What this task involves:
Return only the lines from the one containing "Scan for stacked chairs." to the end of the entries below, exactly as written, both ends included.

** Opening Records to use block **

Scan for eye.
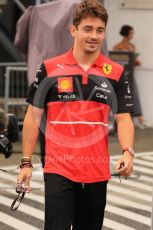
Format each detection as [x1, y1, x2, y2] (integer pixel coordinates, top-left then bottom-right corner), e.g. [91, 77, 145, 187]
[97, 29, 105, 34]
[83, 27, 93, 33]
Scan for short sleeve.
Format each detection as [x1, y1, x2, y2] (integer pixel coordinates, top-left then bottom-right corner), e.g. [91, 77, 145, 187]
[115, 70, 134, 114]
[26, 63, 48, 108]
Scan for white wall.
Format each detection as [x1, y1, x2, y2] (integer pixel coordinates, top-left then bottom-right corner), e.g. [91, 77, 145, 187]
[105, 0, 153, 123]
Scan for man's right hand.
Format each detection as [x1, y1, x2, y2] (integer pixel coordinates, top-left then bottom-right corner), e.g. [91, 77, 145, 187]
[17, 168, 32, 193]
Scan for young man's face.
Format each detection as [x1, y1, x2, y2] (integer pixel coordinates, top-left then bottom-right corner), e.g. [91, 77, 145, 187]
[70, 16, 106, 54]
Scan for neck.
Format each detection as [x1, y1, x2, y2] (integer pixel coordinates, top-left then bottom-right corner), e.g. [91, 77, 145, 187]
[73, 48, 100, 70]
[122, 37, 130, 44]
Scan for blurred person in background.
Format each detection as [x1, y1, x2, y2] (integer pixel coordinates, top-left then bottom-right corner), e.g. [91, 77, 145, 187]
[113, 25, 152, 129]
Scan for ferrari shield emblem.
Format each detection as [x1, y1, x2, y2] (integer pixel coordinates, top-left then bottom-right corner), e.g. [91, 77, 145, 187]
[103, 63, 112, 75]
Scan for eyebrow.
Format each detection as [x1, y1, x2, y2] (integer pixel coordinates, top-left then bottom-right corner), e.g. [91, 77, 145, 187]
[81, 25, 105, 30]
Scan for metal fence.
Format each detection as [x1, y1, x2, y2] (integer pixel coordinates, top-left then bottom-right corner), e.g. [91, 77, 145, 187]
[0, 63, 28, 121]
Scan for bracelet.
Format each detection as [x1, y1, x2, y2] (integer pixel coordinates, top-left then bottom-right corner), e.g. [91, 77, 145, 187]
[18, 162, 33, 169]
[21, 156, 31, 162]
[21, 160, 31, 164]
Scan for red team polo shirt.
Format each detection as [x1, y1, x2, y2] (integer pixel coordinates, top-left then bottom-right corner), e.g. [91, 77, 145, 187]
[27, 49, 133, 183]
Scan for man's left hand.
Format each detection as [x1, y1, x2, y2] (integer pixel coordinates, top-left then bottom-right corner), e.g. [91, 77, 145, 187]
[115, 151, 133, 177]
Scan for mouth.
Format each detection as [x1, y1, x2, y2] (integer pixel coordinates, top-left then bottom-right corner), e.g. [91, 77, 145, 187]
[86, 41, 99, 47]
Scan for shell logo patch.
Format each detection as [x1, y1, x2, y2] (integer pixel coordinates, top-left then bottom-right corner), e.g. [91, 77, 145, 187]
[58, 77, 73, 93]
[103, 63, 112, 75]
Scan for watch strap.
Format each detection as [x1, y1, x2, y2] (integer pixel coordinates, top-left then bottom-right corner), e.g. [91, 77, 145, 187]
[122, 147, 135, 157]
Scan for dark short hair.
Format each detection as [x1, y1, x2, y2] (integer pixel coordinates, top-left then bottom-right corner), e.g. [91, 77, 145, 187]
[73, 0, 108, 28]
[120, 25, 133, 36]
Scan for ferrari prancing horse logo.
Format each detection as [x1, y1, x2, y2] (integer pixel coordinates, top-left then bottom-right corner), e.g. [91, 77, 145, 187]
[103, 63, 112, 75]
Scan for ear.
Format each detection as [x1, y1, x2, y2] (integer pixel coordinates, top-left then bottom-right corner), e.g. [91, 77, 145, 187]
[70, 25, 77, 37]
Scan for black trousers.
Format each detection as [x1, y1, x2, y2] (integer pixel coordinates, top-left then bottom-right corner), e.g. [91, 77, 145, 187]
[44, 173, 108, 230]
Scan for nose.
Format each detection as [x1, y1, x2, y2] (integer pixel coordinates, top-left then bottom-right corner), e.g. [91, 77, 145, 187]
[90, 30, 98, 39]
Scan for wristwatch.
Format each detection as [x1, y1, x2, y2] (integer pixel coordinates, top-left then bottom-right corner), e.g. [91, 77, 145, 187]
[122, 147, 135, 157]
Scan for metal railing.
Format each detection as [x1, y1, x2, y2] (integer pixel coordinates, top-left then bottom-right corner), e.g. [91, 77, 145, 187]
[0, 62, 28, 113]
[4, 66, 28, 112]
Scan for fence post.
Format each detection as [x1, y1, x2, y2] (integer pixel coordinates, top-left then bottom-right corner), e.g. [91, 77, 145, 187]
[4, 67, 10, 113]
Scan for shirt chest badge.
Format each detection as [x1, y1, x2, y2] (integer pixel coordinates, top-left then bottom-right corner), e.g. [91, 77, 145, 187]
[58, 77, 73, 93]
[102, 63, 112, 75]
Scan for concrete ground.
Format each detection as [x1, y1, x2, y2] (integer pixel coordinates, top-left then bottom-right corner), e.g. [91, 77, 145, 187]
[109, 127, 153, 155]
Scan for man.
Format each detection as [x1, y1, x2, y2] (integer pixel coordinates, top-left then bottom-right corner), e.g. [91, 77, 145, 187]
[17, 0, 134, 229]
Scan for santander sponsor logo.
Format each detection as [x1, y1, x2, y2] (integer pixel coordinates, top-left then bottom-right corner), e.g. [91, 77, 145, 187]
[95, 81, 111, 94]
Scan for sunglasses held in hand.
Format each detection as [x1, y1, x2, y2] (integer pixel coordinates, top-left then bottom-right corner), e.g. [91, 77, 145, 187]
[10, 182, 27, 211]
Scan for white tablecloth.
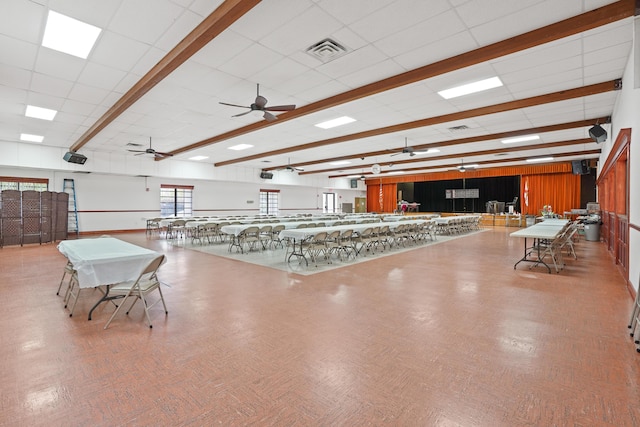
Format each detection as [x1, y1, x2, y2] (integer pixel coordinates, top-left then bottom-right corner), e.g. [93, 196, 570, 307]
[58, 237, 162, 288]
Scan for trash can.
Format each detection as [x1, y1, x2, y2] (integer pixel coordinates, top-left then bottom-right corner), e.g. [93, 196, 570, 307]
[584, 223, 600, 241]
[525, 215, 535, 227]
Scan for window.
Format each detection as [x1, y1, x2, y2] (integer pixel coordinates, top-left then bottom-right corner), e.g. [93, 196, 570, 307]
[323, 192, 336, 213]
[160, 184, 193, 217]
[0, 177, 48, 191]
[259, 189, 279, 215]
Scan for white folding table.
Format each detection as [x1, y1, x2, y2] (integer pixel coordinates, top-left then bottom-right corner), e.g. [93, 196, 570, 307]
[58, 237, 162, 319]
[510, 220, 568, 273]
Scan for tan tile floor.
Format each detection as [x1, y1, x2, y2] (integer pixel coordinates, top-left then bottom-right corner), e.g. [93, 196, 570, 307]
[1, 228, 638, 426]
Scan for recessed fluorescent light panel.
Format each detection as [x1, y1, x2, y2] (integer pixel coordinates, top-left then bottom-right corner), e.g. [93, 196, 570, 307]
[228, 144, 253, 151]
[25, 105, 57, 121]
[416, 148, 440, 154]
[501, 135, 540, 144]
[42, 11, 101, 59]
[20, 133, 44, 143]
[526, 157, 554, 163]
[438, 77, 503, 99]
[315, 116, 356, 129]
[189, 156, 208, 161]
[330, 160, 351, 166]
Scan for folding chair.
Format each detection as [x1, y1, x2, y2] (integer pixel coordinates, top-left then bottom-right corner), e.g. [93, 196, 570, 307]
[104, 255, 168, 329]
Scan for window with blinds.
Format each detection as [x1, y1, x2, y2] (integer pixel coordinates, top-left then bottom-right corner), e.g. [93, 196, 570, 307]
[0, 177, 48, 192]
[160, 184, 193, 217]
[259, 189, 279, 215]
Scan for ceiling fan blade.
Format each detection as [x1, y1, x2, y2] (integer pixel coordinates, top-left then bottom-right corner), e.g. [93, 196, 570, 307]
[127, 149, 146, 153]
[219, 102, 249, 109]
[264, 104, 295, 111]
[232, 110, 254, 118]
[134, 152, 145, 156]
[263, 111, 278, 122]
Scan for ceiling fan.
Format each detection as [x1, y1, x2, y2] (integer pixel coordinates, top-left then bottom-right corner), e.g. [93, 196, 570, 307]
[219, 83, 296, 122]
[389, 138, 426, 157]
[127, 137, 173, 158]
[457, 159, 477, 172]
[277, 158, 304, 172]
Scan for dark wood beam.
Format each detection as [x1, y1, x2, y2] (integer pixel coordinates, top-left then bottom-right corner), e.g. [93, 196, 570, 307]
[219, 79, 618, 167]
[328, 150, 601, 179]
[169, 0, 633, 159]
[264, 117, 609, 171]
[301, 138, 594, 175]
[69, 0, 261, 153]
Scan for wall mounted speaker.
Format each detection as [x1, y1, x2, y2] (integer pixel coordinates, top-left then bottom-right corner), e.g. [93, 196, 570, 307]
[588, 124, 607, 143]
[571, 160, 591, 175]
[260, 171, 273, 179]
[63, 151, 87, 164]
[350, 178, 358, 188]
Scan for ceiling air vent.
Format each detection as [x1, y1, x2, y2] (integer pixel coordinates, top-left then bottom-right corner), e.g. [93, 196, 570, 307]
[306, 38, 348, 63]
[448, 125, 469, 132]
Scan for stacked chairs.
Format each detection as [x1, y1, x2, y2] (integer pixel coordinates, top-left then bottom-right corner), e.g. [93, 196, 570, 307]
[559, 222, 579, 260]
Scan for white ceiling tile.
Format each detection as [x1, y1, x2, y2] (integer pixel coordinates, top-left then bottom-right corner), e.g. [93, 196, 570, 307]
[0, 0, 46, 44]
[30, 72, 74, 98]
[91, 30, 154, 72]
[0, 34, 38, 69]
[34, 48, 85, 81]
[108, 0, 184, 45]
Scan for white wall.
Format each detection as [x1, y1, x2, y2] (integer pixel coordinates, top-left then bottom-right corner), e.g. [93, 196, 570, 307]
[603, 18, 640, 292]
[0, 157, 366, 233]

** Closing Records to use block **

Result of the task:
Scan for stacked chairs.
Format each detection as [x1, y1, x2, y2] (integer pixel coordinates, top-left then bottom-right corner), e.g. [93, 196, 570, 307]
[559, 222, 579, 260]
Scan for white ceiling tile.
Format each detection as [x1, y1, x2, y2] (integer pixel coordinates, top-left then bottom-right corner), e.g. [93, 196, 570, 307]
[0, 0, 46, 44]
[30, 72, 74, 98]
[91, 30, 154, 72]
[0, 34, 38, 69]
[34, 48, 85, 81]
[108, 0, 184, 45]
Scan for white wall.
Format each detection as [x1, y1, x2, y2] (integer pixel coordinates, top-left then bottom-right corner), e.g. [93, 196, 570, 307]
[603, 18, 640, 292]
[0, 157, 366, 233]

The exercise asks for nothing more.